═══ Text passage ═══

FDA to Speed Review of Tecentriq for Certain Advanced Urothelial Cancers

FDA to Speed Review of Tecentriq for Certain Advanced Urothelial Cancers

The U.S. Food and Drug Administration (FDA) has agreed to give Priority Review to Genentech’s application to approve Tecentriq (atezolizumab) for certain patients with locally advanced or metastatic urothelial carcinoma (mUC). The designation, which is granted to drugs that offer major advances in the treatment of a serious disease, will cut the review process from 10 months to six.

The action date for the FDA’s decision on Tecentriq is set for April 30.

“In May 2016, Tecentriq became the first treatment approved by the FDA for people with previously treated advanced bladder cancer in more than 30 years,” Sandra Horning, MD, chief medical officer and head of Global Product Development, said in a news release. “We are committed to continue working with the FDA to make Tecentriq available to more people with this type of advanced bladder cancer, specifically those who are unable to tolerate cisplatin-based chemotherapy as an initial treatment.”

Genentech’s supplemental Biologics Licence Application (sBLA) is based on data from the Cohort 1 of the Phase 2 IMvigor210 study (NCT02951767), an open-label, muticenter, single-arm trial designed to assess the safety and efficacy of Tecentriq in patients with locally advanced or metastatic urothelial carcinoma, independent of their PD-L1 levels.

The study was divided in two cohorts. Cohort 1 assessed patients who were ineligible for first-line, platinum-based chemotherapy and either had not undergone chemotherapy or whose disease had progressed at least 12 months after neoadjuvant (before surgery) or adjuvant (after surgery) chemotherapy. Cohort 2 assessed Tecentriq in patients whose disease progressed during or after treatment with a platinum-based chemotherapy regimen, or worsened within 12 months of treatment with a platinum-based neoadjuvant or adjuvant chemotherapy regime.

The study’s primary goal was to observe response rate. Secondary endpoints included the duration of the response, progression-free survival, overall survival, and safety.

Based on the duration and tumor response seen in Cohort 2, the FDA in May 2016 granted Tecentriq accelerated approval. Continued approval for patients, such as those in the group will require further test results to confirm the treatment’s safety and efficacy.

The sBLA is seeking approval to use Tecentriq in mUC patients who are ineligible for Platinol chemotherapy as a first-line, or in patients who received adjuvant or neoadjuvant platinum-based chemotherapy but whose disease progressed about a year after receiving the therapy.

═══

What the exercise asks ::
Decide whether each statement below agrees with the Tecentriq article, answering yes or no and quoting the words of the article that settle it.
1. Priority Review shortens the FDA review process from 10 months to six.
2. The FDA granted Tecentriq accelerated approval on the basis of results seen in Cohort 1.
3. Overall survival was the primary goal of the study.

═══ Dataset excerpts ═══

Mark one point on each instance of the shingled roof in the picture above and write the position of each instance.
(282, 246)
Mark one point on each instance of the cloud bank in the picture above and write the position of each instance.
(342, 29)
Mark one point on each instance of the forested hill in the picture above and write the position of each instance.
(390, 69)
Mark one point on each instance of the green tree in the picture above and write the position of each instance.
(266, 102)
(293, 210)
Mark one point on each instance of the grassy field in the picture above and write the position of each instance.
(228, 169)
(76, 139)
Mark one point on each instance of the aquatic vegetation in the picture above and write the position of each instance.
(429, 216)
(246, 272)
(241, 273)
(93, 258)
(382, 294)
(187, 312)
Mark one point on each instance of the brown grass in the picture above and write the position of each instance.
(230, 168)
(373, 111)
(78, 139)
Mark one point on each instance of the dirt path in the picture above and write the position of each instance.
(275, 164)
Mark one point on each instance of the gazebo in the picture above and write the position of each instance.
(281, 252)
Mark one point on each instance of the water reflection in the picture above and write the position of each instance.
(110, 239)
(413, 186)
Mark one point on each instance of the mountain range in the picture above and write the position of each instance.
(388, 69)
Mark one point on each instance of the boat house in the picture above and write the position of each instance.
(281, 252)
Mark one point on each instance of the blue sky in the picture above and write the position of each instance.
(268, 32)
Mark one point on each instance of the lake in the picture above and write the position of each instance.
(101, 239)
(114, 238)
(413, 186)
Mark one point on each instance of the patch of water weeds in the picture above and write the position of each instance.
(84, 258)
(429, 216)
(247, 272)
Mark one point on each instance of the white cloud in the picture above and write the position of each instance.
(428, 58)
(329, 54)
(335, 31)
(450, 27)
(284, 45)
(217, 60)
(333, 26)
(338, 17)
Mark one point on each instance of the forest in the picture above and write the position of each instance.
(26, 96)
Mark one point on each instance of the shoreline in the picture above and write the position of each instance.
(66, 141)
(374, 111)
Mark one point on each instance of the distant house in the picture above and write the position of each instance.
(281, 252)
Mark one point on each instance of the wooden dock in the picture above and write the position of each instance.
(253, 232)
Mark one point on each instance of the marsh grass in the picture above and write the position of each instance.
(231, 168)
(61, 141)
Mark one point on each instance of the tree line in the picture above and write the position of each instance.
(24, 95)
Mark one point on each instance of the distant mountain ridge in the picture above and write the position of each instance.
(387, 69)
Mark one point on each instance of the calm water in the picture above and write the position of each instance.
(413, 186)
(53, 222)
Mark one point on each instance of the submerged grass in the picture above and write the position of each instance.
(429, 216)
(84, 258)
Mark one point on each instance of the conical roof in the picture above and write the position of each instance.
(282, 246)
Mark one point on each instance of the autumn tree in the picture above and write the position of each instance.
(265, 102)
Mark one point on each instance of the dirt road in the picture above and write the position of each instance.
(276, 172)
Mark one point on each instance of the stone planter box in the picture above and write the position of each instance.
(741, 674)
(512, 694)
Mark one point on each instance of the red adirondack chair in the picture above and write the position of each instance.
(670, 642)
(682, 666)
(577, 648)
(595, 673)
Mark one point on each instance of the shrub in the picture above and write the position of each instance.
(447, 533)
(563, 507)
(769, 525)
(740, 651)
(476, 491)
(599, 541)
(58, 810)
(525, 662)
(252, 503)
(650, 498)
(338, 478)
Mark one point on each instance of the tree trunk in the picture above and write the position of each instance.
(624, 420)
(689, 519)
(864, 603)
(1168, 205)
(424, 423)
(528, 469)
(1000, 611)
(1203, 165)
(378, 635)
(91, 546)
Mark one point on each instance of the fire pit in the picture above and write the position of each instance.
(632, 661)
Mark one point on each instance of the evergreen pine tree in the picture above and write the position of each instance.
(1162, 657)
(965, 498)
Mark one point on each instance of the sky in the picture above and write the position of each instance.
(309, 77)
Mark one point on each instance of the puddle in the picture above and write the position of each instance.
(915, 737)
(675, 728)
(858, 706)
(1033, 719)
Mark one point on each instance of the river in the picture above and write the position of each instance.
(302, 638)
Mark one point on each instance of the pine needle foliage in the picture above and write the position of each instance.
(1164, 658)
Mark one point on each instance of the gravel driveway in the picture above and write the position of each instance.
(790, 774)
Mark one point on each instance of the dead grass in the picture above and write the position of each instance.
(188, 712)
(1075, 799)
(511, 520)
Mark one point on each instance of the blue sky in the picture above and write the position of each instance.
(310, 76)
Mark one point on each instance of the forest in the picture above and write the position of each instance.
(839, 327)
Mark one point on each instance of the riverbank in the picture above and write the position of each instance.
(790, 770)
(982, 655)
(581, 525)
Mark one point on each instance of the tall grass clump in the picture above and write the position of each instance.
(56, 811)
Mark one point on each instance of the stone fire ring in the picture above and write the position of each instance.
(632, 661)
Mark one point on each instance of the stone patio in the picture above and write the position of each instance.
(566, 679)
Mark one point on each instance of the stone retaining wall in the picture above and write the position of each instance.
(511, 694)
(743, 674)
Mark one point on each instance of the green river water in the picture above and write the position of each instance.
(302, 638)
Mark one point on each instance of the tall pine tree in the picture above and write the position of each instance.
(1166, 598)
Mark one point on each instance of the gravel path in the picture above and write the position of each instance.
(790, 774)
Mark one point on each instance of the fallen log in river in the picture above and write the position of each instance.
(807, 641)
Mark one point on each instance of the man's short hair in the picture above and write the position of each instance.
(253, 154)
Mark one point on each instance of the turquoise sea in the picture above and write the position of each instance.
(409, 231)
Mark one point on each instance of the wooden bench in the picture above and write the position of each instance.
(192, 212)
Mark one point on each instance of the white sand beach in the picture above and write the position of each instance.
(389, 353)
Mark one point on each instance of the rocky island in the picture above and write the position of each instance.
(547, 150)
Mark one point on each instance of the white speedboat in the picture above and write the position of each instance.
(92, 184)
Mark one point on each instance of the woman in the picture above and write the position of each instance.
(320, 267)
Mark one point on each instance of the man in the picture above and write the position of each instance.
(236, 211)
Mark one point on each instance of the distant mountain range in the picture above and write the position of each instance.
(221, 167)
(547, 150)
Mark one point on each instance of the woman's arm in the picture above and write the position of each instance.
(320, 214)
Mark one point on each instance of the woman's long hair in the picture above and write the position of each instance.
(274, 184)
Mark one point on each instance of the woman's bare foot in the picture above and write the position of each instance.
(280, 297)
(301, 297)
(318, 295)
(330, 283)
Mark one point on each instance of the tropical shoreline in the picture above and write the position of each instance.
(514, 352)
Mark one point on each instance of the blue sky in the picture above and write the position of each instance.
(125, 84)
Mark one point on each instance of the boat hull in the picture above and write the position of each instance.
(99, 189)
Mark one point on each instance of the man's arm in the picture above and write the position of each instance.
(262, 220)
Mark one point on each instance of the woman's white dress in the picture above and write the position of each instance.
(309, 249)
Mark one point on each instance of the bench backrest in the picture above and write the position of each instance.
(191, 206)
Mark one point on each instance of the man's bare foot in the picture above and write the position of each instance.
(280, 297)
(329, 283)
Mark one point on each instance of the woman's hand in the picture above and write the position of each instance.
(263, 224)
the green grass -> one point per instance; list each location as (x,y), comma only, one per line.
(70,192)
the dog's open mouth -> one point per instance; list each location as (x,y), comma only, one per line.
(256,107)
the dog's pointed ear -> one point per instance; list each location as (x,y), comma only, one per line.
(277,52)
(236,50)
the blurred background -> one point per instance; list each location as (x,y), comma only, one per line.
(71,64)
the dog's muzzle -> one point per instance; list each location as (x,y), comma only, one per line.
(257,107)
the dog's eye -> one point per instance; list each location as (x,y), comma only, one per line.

═══

Response area ::
1. Yes: "will cut the review process from 10 months to six."
2. No: "Based on the duration and tumor response seen in Cohort 2, the FDA in May 2016 granted Tecentriq accelerated approval."
3. No: "The study’s primary goal was to observe response rate."